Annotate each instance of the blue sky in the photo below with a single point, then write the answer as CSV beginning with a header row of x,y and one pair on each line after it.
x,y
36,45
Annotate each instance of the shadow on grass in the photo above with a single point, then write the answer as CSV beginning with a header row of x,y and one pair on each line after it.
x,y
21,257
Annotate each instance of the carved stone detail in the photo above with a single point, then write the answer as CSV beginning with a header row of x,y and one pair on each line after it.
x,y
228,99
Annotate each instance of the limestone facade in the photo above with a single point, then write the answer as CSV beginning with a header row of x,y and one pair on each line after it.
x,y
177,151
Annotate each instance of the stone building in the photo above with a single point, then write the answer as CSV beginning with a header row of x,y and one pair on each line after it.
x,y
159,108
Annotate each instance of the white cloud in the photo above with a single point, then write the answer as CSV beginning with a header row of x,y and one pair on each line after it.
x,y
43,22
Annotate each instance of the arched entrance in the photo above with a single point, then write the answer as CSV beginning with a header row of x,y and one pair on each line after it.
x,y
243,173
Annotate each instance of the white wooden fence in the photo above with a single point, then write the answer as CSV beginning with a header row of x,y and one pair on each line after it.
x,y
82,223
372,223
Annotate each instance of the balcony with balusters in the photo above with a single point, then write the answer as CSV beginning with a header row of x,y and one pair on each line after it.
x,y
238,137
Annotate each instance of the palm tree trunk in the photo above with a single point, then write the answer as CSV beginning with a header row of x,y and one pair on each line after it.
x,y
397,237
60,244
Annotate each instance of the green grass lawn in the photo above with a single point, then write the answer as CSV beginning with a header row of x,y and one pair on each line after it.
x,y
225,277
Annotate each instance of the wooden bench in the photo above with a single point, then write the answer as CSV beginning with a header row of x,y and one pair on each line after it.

◆ Work required
Reproduce every one of the lines above word for word.

◆ Final result
Annotate each instance of the blue sky in the photo below with a single point, then write the answer as CSV beginning with a header row of x,y and one pair on each line after it.
x,y
36,45
Annotate each instance of the shadow on grass in the photo above with a single point, then write the answer as CSV beginning with a header row of x,y and one pair on each line after it.
x,y
21,257
Annotate each instance of the carved stone detail in the photo above with a single point, then write the answer as CSV beginning with a header row of x,y and one pair on each line after it.
x,y
228,99
Annotate each instance of the limestone facade in the photo above with a single point, then write the answer as CSV beginning with a header row of x,y and one pair on each line after it.
x,y
177,151
Annotate each instance of the stone building in the photo above with a single point, then write the answer as CSV beginning with a header row of x,y and one pair on each line after it.
x,y
159,108
Annotate each instance of the white cloud in the photo above with a single point, then write the answer as CSV beginning with a header row of x,y and one pair on each line after it.
x,y
43,22
Annotate each instance of the arched entrance in the photo above with a single point, then write the answer as CSV beginning with a header row of x,y and one pair on each line after it.
x,y
243,173
Annotate each instance of the white wooden fence in the photo above with a single point, then write the answer as CSV beginning with a header row of x,y and one pair on each line after it.
x,y
82,223
372,223
Annotate each instance of the balcony with balusters in the photo above with a single point, then write the answer as CSV beginning with a header row of x,y and one pair on each line after it.
x,y
238,137
Annotate each instance of the palm tree trunk in the photo above with a single point, then write the answer as CSV beginning with a header row of x,y and one pair on each line after it.
x,y
397,237
60,244
Annotate each instance of the green grass lawn in the photo above with a single point, then write the answer as CSV beginning with a header row of x,y and one pair on each line after it.
x,y
225,277
Annotate each instance of the wooden bench in the photo above with a single point, then write the answer as CSV beginning with a header row of x,y and one pair on each line after it.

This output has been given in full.